• **Source**:
/---
Step by step solution

01

Understand the Problem

We need to determine three things: (a) the angle at which the target particle moves after the elastic collision, (b) the final speeds of both particles, and (c) the fraction of the initial kinetic energy transferred to the target particle. The collision is elastic, and the mass and speed relationships are given.
02

Use Elastic Collision Equations

In an elastic collision, both momentum and kinetic energy are conserved. For momentum, we have:\[ m \cdot v + 2m \cdot 0 = m \cdot v' + 2m \cdot v_{2}' \]where \(v'\) is the final speed of the nucleus and \(v_{2}'\) is the final speed of the target particle. Kinetic energy conservation gives:\[ \frac{1}{2}m v^2 = \frac{1}{2}m v'^2 + \frac{1}{2}(2m) v_{2}'^2 \]
03

Apply Scattering at 90 Degrees

For scattering at a 90-degree angle, vectors create a right triangle with the final velocities, so: \[ v'^2 + v_{2}'^2 = v^2 \]. Solve for \(v_{2}'\) using the equations, and substitute into the other equations.
\---
• **Dataset extract**:
/---
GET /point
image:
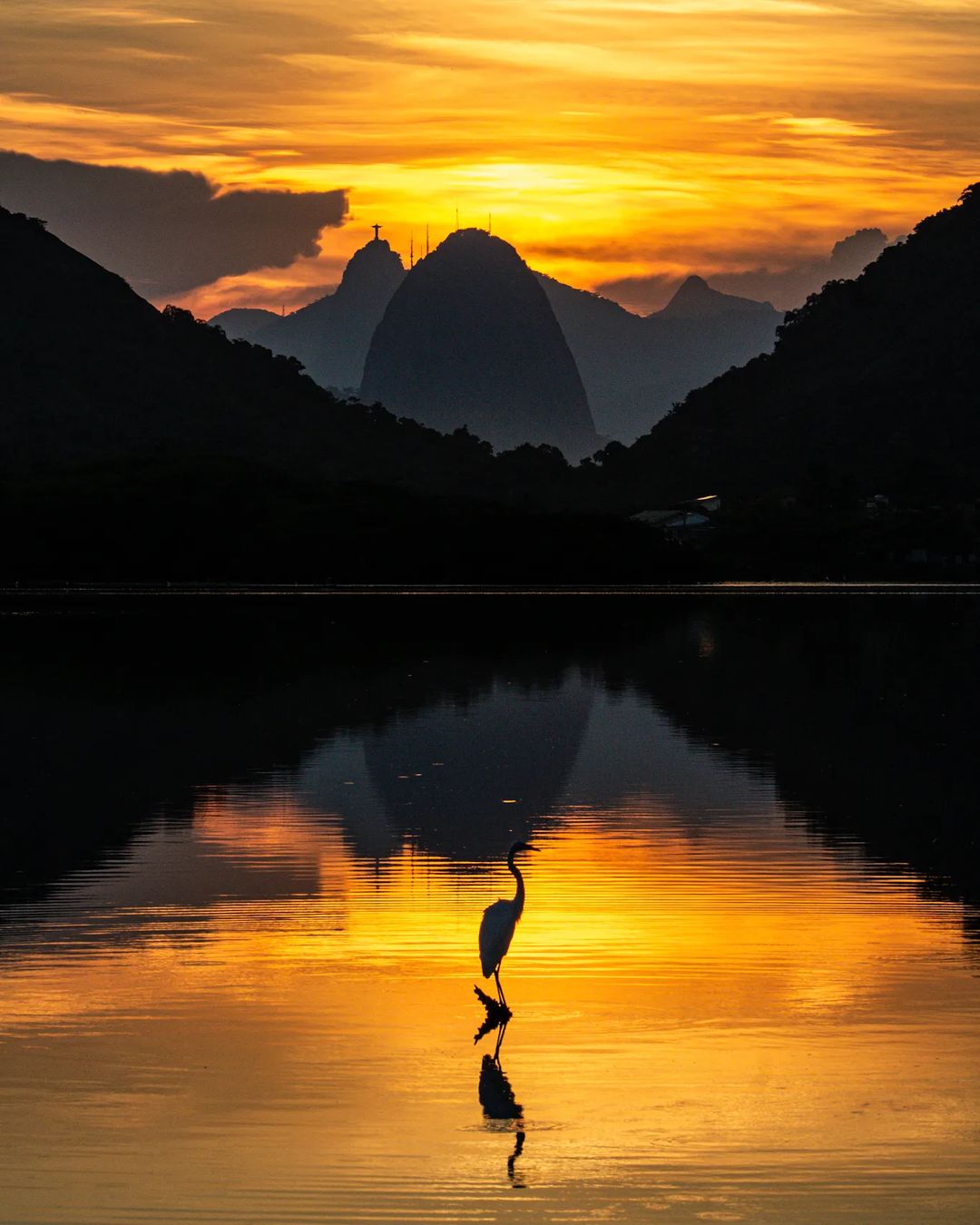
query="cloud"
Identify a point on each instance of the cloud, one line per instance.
\---
• **What to work on**:
Rewrite the solution from "Understand the Problem" to "relationships are given.", putting "struck particle" in place of "target particle". You won't need the material here.

• **Task response**:
Understand the Problem

We need to determine three things: (a) the angle at which the struck particle moves after the elastic collision, (b) the final speeds of both particles, and (c) the fraction of the initial kinetic energy transferred to the struck particle. The collision is elastic, and the mass and speed relationships are given.